Certainly, some dispensaries cannot help because they are paying large legal bills to fend off the federal government. But like growers, dispensary operators know that broader legalization could lower prices and bring more competitors into their business.

Of the four possible initiatives, the one apparently with the most vocal support within the movement is the Repeal Cannabis Prohibition Act, written by defense attorneys who specialize in marijuana cases. The measure would repeal state criminal statutes on marijuana possession, except those for driving while impaired or selling to minors. The state Department of Health would have 180 days to enact regulations before commercial sales became legal.

Libertarian activists came up with Regulate Marijuana Like Wine, which would have the department of Alcoholic Beverage Control oversee marijuana sales, same as beer and wine. Backers commissioned a poll they say found that 62% of Californians would support the measure. But time is against them. They filed early, so their deadline for signatures is March 20. So far, they have collected only about 50,000.
──────
Task instructions:
[1] In the passage on California marijuana initiatives, reproduce verbatim the wording from "Of the four" up to and including "only about 50,000.".
[2] According to the passage on California marijuana initiatives, which state department would oversee marijuana sales under Regulate Marijuana Like Wine?

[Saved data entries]
──────
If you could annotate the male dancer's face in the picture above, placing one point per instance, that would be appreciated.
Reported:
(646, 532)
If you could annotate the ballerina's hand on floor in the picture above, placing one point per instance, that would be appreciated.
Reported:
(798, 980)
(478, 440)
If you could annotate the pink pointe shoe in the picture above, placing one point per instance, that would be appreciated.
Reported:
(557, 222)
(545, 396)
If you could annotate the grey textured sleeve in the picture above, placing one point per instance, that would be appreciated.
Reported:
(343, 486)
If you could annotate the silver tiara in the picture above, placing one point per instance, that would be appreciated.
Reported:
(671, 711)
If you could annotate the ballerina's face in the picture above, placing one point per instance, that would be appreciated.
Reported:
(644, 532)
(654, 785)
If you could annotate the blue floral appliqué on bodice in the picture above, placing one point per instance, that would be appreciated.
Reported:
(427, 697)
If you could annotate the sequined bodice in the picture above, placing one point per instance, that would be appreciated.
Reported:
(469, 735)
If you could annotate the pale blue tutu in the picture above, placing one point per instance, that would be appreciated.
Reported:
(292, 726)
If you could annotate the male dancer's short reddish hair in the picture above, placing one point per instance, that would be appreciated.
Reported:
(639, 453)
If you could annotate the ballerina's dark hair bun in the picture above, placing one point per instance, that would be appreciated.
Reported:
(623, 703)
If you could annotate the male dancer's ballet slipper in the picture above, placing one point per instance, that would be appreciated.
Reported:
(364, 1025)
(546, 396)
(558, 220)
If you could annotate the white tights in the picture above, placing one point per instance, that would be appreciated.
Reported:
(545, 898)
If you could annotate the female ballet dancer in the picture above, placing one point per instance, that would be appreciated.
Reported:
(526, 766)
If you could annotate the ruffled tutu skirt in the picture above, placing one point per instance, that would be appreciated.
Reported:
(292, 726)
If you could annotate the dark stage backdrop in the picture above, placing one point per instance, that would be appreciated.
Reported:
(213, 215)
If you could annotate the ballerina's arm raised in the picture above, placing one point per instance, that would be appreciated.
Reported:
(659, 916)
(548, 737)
──────
Answers by item:
[1]
Of the four possible initiatives, the one apparently with the most vocal support within the movement is the Repeal Cannabis Prohibition Act, written by defense attorneys who specialize in marijuana cases. The measure would repeal state criminal statutes on marijuana possession, except those for driving while impaired or selling to minors. The state Department of Health would have 180 days to enact regulations before commercial sales became legal.

Libertarian activists came up with Regulate Marijuana Like Wine, which would have the department of Alcoholic Beverage Control oversee marijuana sales, same as beer and wine. Backers commissioned a poll they say found that 62% of Californians would support the measure. But time is against them. They filed early, so their deadline for signatures is March 20. So far, they have collected only about 50,000.

[2] The department of Alcoholic Beverage Control.